[Entries from a pointing dataset]
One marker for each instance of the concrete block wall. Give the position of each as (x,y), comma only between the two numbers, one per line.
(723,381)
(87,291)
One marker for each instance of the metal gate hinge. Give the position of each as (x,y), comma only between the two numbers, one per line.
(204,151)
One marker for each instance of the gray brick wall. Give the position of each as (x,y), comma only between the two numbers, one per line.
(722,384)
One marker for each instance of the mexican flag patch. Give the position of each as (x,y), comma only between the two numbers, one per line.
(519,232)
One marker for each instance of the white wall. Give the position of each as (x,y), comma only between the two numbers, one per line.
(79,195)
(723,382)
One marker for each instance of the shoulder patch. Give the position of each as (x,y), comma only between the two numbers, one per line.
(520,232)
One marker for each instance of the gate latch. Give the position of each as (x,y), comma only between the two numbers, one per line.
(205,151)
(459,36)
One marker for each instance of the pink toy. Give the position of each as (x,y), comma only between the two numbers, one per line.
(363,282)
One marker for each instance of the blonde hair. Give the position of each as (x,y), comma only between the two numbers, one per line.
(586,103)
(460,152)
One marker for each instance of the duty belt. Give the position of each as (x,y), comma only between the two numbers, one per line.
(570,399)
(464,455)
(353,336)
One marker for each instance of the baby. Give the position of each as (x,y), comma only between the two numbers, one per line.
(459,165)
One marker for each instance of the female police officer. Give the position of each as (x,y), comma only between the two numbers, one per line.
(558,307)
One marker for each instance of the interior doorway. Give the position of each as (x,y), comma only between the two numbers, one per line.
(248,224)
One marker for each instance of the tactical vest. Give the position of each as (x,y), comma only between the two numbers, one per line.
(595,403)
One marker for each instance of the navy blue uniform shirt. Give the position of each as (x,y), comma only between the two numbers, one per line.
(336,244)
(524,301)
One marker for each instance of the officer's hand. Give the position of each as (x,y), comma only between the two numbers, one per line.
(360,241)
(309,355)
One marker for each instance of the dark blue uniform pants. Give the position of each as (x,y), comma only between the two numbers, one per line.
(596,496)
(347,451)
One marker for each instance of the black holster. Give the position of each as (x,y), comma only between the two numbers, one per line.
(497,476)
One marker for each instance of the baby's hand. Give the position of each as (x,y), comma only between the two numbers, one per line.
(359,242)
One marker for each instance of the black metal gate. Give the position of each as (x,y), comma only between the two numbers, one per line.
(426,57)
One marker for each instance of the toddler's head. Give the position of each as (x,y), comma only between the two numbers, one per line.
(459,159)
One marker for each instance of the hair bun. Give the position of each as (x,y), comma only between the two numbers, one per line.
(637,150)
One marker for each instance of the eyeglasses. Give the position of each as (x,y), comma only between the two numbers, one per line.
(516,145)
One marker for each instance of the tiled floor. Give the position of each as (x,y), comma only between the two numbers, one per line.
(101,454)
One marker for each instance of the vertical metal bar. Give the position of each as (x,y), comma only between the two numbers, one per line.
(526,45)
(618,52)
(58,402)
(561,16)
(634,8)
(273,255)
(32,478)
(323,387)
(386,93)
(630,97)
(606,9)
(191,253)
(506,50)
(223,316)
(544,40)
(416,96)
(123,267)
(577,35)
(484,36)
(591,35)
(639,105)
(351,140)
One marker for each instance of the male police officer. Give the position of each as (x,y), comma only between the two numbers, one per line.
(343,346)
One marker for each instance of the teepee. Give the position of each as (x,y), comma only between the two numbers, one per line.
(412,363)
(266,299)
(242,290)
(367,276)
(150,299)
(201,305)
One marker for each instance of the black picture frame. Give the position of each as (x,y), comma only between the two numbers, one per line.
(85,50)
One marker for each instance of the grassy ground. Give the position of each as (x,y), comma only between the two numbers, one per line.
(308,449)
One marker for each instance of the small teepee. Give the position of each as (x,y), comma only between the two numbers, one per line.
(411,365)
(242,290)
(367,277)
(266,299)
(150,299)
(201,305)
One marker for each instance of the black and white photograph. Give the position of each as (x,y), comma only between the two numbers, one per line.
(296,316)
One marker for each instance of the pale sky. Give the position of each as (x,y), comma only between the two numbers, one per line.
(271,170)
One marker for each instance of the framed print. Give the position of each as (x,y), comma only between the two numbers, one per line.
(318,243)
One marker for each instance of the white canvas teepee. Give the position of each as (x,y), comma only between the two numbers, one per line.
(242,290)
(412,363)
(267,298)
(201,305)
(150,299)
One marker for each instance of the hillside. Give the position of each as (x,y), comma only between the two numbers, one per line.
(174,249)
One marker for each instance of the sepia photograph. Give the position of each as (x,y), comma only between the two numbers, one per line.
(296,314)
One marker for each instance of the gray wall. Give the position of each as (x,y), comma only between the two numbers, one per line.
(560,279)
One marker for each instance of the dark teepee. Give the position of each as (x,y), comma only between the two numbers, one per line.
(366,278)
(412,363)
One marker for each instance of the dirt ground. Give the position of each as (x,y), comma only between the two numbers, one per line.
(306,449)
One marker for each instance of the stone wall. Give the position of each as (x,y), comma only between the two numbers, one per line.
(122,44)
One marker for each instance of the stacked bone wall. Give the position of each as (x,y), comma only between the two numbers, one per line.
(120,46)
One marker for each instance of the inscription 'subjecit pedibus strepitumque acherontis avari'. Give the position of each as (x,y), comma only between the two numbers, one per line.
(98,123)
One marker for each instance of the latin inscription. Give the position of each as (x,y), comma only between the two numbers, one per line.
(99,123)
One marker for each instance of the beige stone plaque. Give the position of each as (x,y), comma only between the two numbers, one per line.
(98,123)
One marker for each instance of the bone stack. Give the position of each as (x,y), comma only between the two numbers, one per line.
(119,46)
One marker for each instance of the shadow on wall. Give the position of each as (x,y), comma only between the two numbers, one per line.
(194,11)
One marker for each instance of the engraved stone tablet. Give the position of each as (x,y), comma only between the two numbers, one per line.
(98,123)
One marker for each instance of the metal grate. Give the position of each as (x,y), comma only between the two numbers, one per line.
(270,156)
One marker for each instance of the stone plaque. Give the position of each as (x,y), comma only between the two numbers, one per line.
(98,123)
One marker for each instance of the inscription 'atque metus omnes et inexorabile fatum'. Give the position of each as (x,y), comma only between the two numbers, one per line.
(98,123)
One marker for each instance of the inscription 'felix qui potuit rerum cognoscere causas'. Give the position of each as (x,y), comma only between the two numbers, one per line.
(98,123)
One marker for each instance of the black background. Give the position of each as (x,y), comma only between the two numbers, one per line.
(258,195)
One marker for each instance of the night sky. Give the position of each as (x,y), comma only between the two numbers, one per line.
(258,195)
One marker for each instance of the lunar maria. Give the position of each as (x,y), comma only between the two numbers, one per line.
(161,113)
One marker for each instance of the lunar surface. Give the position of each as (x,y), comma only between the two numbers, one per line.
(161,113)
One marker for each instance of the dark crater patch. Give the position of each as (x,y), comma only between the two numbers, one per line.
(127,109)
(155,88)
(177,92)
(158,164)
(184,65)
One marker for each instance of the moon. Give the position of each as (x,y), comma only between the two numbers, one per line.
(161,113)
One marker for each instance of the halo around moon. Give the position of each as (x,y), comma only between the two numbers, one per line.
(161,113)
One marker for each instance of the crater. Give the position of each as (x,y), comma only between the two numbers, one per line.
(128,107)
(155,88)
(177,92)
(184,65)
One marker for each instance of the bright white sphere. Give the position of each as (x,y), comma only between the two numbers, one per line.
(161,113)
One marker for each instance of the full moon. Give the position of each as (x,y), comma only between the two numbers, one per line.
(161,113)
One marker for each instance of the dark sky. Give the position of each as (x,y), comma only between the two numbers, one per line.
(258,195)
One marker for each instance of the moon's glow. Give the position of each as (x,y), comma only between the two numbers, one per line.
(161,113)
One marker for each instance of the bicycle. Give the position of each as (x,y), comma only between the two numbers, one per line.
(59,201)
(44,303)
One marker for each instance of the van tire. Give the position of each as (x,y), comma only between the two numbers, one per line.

**Task goal**
Please present the lines of all the items above as a numbered list, leaving out any blank lines.

**Response**
1. One marker for each instance of the concrete block wall. Give the position of each as (x,y), comma only between the two numbers, one per line.
2. (723,381)
3. (87,291)
4. One marker for each instance of the metal gate hinge. Give the position of each as (x,y), comma only between the two numbers, one per line.
5. (204,151)
6. One marker for each instance of the gray brick wall. Give the position of each as (x,y), comma only between the two numbers, one per line.
7. (722,384)
8. One marker for each instance of the mexican flag patch. Give the position of each as (x,y), comma only between the two numbers, one per line.
9. (519,232)
10. One marker for each instance of the white wall. Give the position of each as (x,y), comma only between the two numbers, one per line.
11. (79,195)
12. (723,382)
13. One marker for each instance of the shoulder patch. Give the position of each as (x,y), comma only between the two numbers, one per line.
14. (520,232)
15. One marker for each instance of the gate latch. Give the position of each as (x,y), comma only between the two numbers, one per line.
16. (205,151)
17. (459,36)
18. One marker for each instance of the pink toy. Give the position of each as (x,y), comma only between the two numbers, one per line.
19. (363,282)
20. One marker for each instance of the blonde hair. Give the position of each as (x,y), comma only between the two numbers, one per line.
21. (586,103)
22. (460,152)
23. One marker for each instance of the duty belt. Give the position of each as (x,y), comma only between the two numbers, one per line.
24. (570,399)
25. (464,455)
26. (353,336)
27. One marker for each instance of the baby. Give the position of each as (x,y), comma only between the two numbers, one per line.
28. (459,165)
29. One marker for each instance of the female police officer. Give the position of each as (x,y), comma only between the two numbers, one per line.
30. (558,307)
31. One marker for each instance of the interior doorway. Give the position of each as (x,y), comma only between the two numbers, one per line.
32. (248,224)
33. One marker for each instance of the tactical vest. Give the position of each as (x,y), comma only between the two numbers, one per line.
34. (595,403)
35. One marker for each instance of the navy blue uniform shirt. Give the position of each as (x,y), comma only between the two numbers, one per line.
36. (336,244)
37. (524,301)
38. One marker for each instance of the officer's hand. Give the position of each as (x,y), comma only between the two numbers, one per line.
39. (360,241)
40. (309,355)
41. One marker for each instance of the dark blue uniform pants. Give the position of each as (x,y), comma only between the two numbers, one per line.
42. (596,496)
43. (347,451)
44. One marker for each instance of the black holster. Give the position of each as (x,y), comma only between the two numbers, one per line.
45. (497,476)
46. One marker for each instance of the baby's hand. Give the position of each as (x,y), comma only between the two numbers, one per line.
47. (359,242)
48. One marker for each instance of the black metal gate. Give the position of each as (x,y), comma only between the two numbers, one per line.
49. (426,57)
50. One marker for each instance of the toddler's head. Give the position of each as (x,y), comma only between the two numbers, one per line.
51. (459,159)
52. One marker for each instance of the hair bun. Give the position of each as (x,y), comma only between the two numbers, one per line.
53. (637,150)
54. One marker for each instance of the eyeglasses. Give the position of each as (x,y), comma only between the two numbers, one per line.
55. (516,145)
56. One marker for each instance of the tiled floor. Give the position of each as (x,y), comma only between the two numbers, one per line.
57. (101,454)
58. One marker for each instance of the vertical metal bar. Give the position of each as (x,y), comma only between the two numbers, one per line.
59. (526,45)
60. (618,52)
61. (58,402)
62. (561,16)
63. (634,8)
64. (273,255)
65. (32,478)
66. (323,387)
67. (386,93)
68. (630,97)
69. (606,9)
70. (191,253)
71. (506,50)
72. (223,316)
73. (544,40)
74. (416,96)
75. (123,267)
76. (577,35)
77. (484,36)
78. (591,35)
79. (639,105)
80. (351,140)
81. One marker for each instance of the male police officer. Give the position of each as (x,y), comma only between the two numbers, one per line.
82. (343,346)
83. One marker for each instance of the teepee. Give the position of each as (x,y), comma only between the two numbers, one per line.
84. (412,363)
85. (266,299)
86. (242,290)
87. (367,276)
88. (150,299)
89. (201,305)
90. One marker for each instance of the black picture frame. Give the position of each as (x,y), comma only between the two numbers, one per line.
91. (85,50)
92. One marker for each instance of the grassy ground. Give the position of each as (x,y), comma only between the two numbers, one per line.
93. (308,449)
94. One marker for each instance of the small teepee. Give the position of each as (x,y), comma only between the two numbers, one per line.
95. (411,365)
96. (242,290)
97. (367,277)
98. (266,299)
99. (150,299)
100. (201,305)
101. One marker for each instance of the black and white photograph. Give the position of each as (x,y), comma only between the two numbers, one per line.
102. (296,316)
103. One marker for each instance of the pale sky. Give the position of each as (x,y), comma only between the two numbers, one per line.
104. (271,170)
105. One marker for each instance of the framed print. Give the position of each as (x,y), comma only between the two numbers, one per line.
106. (318,243)
107. One marker for each instance of the white canvas teepee. Give the position of each as (x,y), comma only between the two numbers, one per line.
108. (242,290)
109. (412,363)
110. (267,298)
111. (201,305)
112. (150,299)
113. One marker for each instance of the hillside. Give the position of each as (x,y), comma only between the two numbers, one per line.
114. (174,249)
115. One marker for each instance of the sepia photograph. Give the position of each as (x,y), comma only between the two numbers, one per line.
116. (296,314)
117. One marker for each instance of the gray wall. Give the position of each as (x,y), comma only between the two numbers, one per line.
118. (560,279)
119. One marker for each instance of the dark teepee. Give the position of each as (x,y), comma only between the two numbers, one per line.
120. (366,278)
121. (412,363)
122. One marker for each instance of the dirt ground. Give the position of each as (x,y), comma only between the two numbers, one per line.
123. (306,449)
124. One marker for each instance of the stone wall. Give the position of each as (x,y), comma only between the two numbers, one per line.
125. (122,44)
126. One marker for each instance of the stacked bone wall. Give the position of each as (x,y), comma only between the two numbers, one per line.
127. (120,46)
128. One marker for each instance of the inscription 'subjecit pedibus strepitumque acherontis avari'. Give the position of each as (x,y), comma only between the two numbers, one per line.
129. (98,123)
130. One marker for each instance of the latin inscription. Give the position of each as (x,y), comma only between the two numbers, one per line.
131. (99,123)
132. One marker for each instance of the beige stone plaque. Give the position of each as (x,y), comma only between the two numbers, one per line.
133. (98,123)
134. One marker for each instance of the bone stack. Give the position of each as (x,y), comma only between the two numbers, one per line.
135. (119,46)
136. One marker for each instance of the shadow on wall. Give the position of each as (x,y), comma only between the two numbers, one per line.
137. (194,11)
138. One marker for each instance of the engraved stone tablet. Give the position of each as (x,y), comma only between the two numbers, one per line.
139. (98,123)
140. One marker for each instance of the metal grate. Give the position of each as (x,y), comma only between the two numbers, one per line.
141. (270,156)
142. One marker for each instance of the stone plaque. Give the position of each as (x,y), comma only between the two numbers, one per line.
143. (98,123)
144. One marker for each instance of the inscription 'atque metus omnes et inexorabile fatum'. Give the position of each as (x,y), comma only between the two numbers, one per line.
145. (98,123)
146. One marker for each instance of the inscription 'felix qui potuit rerum cognoscere causas'. Give the position of each as (x,y), comma only between the two numbers, one per line.
147. (98,123)
148. One marker for each instance of the black background. Give the position of each as (x,y), comma only between the two numbers, one per line.
149. (258,195)
150. One marker for each instance of the night sky. Give the position of each as (x,y), comma only between the two numbers, one per line.
151. (258,195)
152. One marker for each instance of the lunar maria. Give the position of each as (x,y), comma only between the two numbers, one per line.
153. (161,113)
154. One marker for each instance of the lunar surface. Give the position of each as (x,y), comma only between the two numbers, one per line.
155. (161,113)
156. One marker for each instance of the dark crater patch. Give the position of each as (x,y), comma only between the two numbers, one per line.
157. (127,109)
158. (155,88)
159. (177,92)
160. (158,164)
161. (184,65)
162. One marker for each instance of the moon. Give the position of each as (x,y), comma only between the two numbers, one per line.
163. (161,113)
164. One marker for each instance of the halo around moon. Give the position of each as (x,y), comma only between the two numbers, one per line.
165. (161,113)
166. One marker for each instance of the crater. Give the position of each as (x,y), comma only between the two numbers, one per line.
167. (128,107)
168. (155,88)
169. (177,92)
170. (184,65)
171. One marker for each instance of the bright white sphere. Give the position of each as (x,y), comma only between the two numbers, one per line.
172. (161,113)
173. One marker for each instance of the full moon. Give the position of each as (x,y), comma only between the two numbers, one per line.
174. (161,113)
175. One marker for each instance of the dark sky. Give the position of each as (x,y), comma only between the two numbers, one per line.
176. (258,195)
177. One marker for each instance of the moon's glow. Give the position of each as (x,y), comma only between the two numbers, one per line.
178. (161,113)
179. One marker for each instance of the bicycle. Give the position of each as (x,y), comma only between the two numbers, one per line.
180. (59,201)
181. (44,303)
182. One marker for each instance of the van tire. Give the position of each as (x,y), comma only between the two numbers, one per line.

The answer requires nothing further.